Update the items from the very beginning through the line that contains "278L367 272L370 293L341", inclusive, so that "rough mask" becomes "coarse mask", leaving everything else as it is.

BEGIN LISTED RECORDS

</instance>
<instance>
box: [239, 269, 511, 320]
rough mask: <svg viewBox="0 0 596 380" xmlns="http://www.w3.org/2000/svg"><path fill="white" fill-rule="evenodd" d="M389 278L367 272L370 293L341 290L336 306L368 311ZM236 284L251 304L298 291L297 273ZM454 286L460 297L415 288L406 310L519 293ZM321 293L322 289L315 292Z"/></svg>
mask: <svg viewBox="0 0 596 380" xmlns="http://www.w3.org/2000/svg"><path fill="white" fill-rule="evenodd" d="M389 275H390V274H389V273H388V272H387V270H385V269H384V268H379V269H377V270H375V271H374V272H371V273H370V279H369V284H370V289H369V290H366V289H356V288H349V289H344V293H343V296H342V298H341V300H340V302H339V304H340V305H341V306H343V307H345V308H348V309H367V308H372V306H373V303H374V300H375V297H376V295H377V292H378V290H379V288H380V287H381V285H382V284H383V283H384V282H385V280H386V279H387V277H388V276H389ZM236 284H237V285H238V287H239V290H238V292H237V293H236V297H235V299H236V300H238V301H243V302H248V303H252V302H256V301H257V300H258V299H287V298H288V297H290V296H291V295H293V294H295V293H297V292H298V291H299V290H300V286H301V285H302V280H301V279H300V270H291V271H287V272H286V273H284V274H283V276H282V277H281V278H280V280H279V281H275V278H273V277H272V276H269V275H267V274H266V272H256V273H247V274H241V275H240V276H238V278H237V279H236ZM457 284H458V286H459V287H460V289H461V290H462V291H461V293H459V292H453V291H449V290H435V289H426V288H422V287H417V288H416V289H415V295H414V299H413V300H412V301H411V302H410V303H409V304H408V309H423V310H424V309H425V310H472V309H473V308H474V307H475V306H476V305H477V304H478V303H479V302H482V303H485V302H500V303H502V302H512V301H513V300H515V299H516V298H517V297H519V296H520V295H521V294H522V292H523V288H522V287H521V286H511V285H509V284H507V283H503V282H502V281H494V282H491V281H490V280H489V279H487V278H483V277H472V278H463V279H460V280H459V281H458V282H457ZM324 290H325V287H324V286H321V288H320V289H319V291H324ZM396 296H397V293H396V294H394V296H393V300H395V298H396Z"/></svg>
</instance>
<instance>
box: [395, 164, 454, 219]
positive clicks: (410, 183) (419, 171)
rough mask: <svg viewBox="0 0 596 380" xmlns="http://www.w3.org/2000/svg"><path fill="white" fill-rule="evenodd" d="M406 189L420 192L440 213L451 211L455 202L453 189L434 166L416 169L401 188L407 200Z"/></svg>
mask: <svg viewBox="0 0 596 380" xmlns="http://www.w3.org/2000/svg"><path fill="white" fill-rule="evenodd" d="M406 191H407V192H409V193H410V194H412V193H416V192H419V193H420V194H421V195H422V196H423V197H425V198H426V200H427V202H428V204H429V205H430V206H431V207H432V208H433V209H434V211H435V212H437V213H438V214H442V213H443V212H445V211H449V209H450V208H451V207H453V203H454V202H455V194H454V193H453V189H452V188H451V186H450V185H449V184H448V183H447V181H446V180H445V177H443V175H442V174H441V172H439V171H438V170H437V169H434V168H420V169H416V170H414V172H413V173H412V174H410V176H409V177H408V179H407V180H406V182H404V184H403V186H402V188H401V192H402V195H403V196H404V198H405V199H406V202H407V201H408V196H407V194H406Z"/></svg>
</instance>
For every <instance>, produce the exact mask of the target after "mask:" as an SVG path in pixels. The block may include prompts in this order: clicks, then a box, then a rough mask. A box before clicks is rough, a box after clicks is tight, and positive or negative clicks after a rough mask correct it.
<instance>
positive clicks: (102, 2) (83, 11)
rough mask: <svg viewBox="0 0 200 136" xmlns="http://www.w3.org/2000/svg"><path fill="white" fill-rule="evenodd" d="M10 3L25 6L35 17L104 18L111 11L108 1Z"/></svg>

END LISTED RECORDS

YOUR SOLUTION —
</instance>
<instance>
box: [239, 269, 511, 320]
coarse mask: <svg viewBox="0 0 596 380" xmlns="http://www.w3.org/2000/svg"><path fill="white" fill-rule="evenodd" d="M389 278L367 272L370 293L341 290L336 306L368 311ZM236 284L251 304L298 291L297 273ZM454 286L460 297L415 288L406 310L519 293ZM321 293L322 289L315 292Z"/></svg>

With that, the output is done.